(PROBLEM DETAILS) Find every line in the items below that contains the word "instance" and copy each of those lines in full.

__________________________________________________

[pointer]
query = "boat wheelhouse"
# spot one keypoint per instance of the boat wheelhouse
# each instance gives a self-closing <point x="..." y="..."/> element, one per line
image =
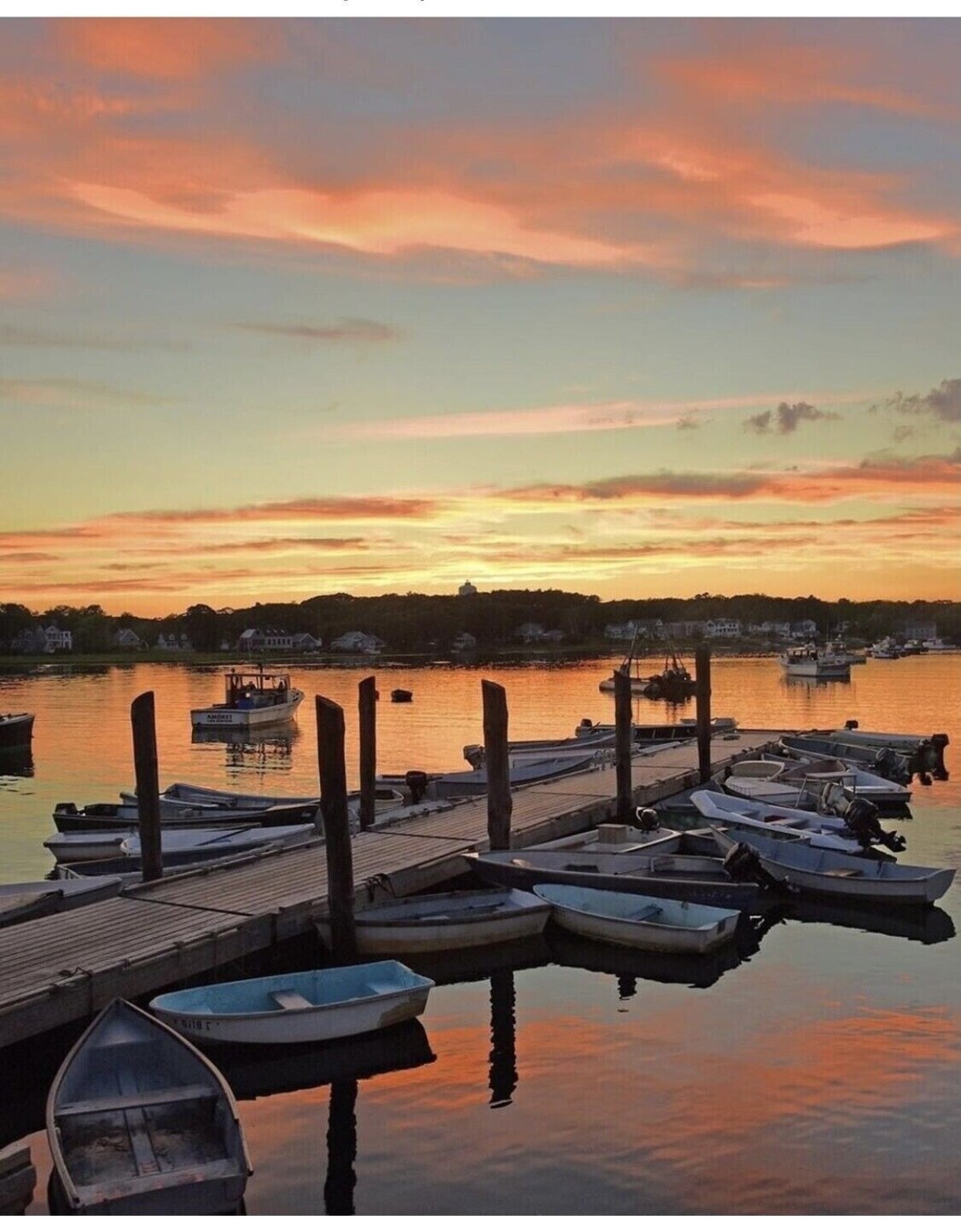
<point x="251" y="700"/>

__________________________________________________

(WRITTEN REPLY)
# spot one keypoint per instance of the boat wheelhouse
# each instance gives a self-closing <point x="..." y="..."/> element, one per line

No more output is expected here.